Quote every line of the data below verbatim, omitting the pictures.

[start Provided material]

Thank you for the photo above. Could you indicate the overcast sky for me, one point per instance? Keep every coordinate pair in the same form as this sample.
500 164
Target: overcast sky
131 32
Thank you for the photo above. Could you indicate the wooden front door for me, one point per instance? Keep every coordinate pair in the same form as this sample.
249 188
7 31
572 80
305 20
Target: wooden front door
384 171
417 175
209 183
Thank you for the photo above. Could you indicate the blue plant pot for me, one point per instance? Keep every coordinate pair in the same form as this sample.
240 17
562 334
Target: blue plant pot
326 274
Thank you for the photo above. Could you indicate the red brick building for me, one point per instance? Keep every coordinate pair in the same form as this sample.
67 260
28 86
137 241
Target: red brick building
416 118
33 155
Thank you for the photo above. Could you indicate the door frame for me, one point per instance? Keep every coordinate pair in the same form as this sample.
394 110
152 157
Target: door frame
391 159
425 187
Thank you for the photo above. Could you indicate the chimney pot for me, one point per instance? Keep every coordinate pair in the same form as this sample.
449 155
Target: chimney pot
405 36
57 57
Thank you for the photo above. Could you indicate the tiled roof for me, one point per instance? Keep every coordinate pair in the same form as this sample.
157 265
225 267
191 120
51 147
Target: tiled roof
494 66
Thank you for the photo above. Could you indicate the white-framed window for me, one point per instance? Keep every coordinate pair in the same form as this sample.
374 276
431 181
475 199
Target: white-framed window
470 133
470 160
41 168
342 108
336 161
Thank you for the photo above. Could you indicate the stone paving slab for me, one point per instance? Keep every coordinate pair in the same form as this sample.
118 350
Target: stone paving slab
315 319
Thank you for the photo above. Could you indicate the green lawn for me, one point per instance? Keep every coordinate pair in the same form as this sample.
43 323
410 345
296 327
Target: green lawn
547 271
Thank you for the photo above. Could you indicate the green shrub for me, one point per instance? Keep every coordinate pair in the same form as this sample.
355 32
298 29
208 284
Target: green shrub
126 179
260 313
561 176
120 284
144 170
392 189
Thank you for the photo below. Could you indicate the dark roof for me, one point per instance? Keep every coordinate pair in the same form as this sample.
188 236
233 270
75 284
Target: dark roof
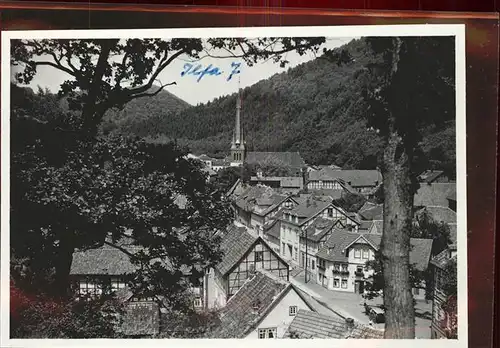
105 260
453 236
309 208
259 196
442 214
331 193
442 259
379 225
420 253
273 229
335 247
290 159
370 211
319 228
453 195
249 305
235 243
307 324
140 319
434 194
430 175
365 225
354 178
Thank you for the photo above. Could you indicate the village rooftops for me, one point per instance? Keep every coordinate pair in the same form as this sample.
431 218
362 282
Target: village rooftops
441 214
286 159
434 194
371 211
442 259
429 176
111 261
235 243
259 199
308 324
319 228
254 301
354 178
339 242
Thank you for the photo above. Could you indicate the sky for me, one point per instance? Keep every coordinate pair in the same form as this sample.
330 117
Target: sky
209 86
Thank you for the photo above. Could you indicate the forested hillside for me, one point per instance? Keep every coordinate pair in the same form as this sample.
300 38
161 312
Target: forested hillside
316 108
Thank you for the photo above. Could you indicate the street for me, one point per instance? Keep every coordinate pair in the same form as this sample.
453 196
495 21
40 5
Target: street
351 305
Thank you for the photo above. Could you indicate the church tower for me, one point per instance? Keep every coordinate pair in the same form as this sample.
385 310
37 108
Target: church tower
238 150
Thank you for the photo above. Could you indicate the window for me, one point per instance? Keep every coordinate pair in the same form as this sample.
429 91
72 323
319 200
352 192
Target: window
197 303
366 253
344 283
267 333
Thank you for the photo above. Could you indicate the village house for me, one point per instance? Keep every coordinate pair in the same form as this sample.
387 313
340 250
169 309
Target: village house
263 308
107 268
442 321
433 176
294 223
307 324
243 254
257 206
364 182
341 262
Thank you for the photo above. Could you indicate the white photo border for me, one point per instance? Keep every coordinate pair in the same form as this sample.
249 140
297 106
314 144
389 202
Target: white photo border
456 30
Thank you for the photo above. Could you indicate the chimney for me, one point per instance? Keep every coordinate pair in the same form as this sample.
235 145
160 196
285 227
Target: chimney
349 325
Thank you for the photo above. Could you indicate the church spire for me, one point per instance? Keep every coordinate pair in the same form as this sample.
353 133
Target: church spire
238 143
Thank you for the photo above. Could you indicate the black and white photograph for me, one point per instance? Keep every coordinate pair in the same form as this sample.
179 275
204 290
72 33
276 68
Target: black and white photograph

[end Provided material]

** Solution **
Thank you for the photo above. Could you indicate the overcast sky for me, one point per instance? Keep every coordinate pair in the same form as this sample.
500 164
Target: overcast sky
131 32
Thank you for the photo above. Could you indicate the wooden front door for me, one point per instance? Keep every coordinate pair in the same form as this sample.
249 188
7 31
572 80
305 20
Target: wooden front door
384 171
417 175
209 183
Thank you for the photo above. Could you indicate the blue plant pot for me, one point per instance? Keep every coordinate pair in the same form as this sample.
240 17
562 334
Target: blue plant pot
326 274
Thank you for the photo above. Could you indicate the red brick building for me, one point per instance? Keep every coordinate pair in the same form as this sample.
67 260
28 86
137 241
Target: red brick building
416 118
33 155
Thank you for the photo above. Could you indicate the door frame for me, one point per instance? Keep every coordinate pair in the same form as this sample.
394 110
152 157
Target: door frame
391 159
425 187
Thank you for the photo above. Could you indicate the chimney pot for me, one point per instance? Keep every coordinate pair in the same form as this sample.
449 155
Target: chimney pot
405 36
57 57
Thank you for the photo above. Could you indicate the tiled roof for me, one point per instance? Keep every coordinate pair in the same form as this sample.
157 265
225 267
191 120
51 147
Target: tiled roof
494 66
Thank you for the photo above. Could you indicate the white-framed window for me, one point per instance? Keep every coordinate pair in the same form as this sample.
374 276
431 181
475 199
Target: white-framed window
470 133
470 160
41 168
342 108
336 161
Thank you for the photo above. Could you indicate the stone paving slab for me, one point per instance? Keep every coordinate pair in the same form as this sample.
118 350
Target: stone paving slab
315 319
Thank you for the photo above. Could you indicate the green lawn for me, one point per instance? Keep every coordinate pair in the same form as this sample.
43 323
410 345
296 327
Target: green lawn
547 271
Thank you for the photo above. Could you indicate the green shrub for me, one point per instance? Keep every coordinate pair in the same form as this sample.
355 32
298 29
208 284
Target: green shrub
126 179
260 313
561 176
120 284
144 170
392 189
Thank you for the photo below. Could you indicate the dark roof for me, one point per instance? Keep every coordinate pair in the same form as this sample.
188 236
233 270
75 284
Target: dark roof
105 260
453 236
309 208
259 196
442 214
331 193
442 259
379 225
420 253
273 229
335 247
290 159
370 211
319 228
453 195
249 305
235 243
307 324
140 319
434 194
430 175
365 225
354 178
Thank you for the photo above. Could you indicate the village rooftops for me, one point per instance? Keep every coordinate pair in the same form as this sample.
431 218
362 282
Target: village rooftops
441 214
286 159
434 194
371 211
442 259
429 176
111 261
235 243
259 199
308 324
319 228
254 301
354 178
339 242
Thank you for the photo above. Could you indicate the sky for me, one point per instance? Keep every coordinate pair in the same form as this sample.
330 117
Target: sky
209 86
Thank you for the photo above. Could you indicate the forested hillside for me, one point per instance? Keep every coordinate pair in the same form as this sample.
300 38
161 312
Target: forested hillside
316 108
Thank you for the photo above. Could you indicate the street for me, one point per instance? Keep every coordinate pair in the same form as this sample.
453 196
495 21
40 5
Target: street
351 305
Thank you for the photo above. Could you indicate the church tower for me, one point per instance? Keep every coordinate pair in the same form as this sample.
385 310
37 108
Target: church tower
238 150
Thank you for the photo above. Could you indicate the window for me, one point per instance? Keep every coordinate pair in the same form as this sample.
429 91
72 323
319 200
352 192
Target: window
197 303
366 253
344 283
267 333
Thank you for the photo above. Could you indicate the village house for me, one point per instance? Keep every coordinate pair in the same form as this sample.
387 313
340 250
169 309
Target: village house
263 308
107 268
442 321
433 176
294 223
307 324
243 254
257 206
364 182
341 262
Thank you for the photo above. Could you indicate the white photo border for me, one point per instance? Keep every coordinate pair in the same form as this sample.
249 140
297 106
314 144
389 202
Target: white photo border
456 30
Thank you for the photo above. Could you indicate the chimney for me, one point per instance? Keep every coordinate pair in the same form as this sample.
235 145
160 196
285 227
Target: chimney
349 325
Thank you for the photo above. Could you indicate the church spire for me, one point per instance? Keep every coordinate pair in the same form as this sample.
353 133
Target: church spire
238 143
Thank you for the photo above. Could you indicate the black and white photograph for me, one point per instance? Keep every coordinate pair in the same form as this sample.
179 275
204 290
72 33
276 68
Target: black and white photograph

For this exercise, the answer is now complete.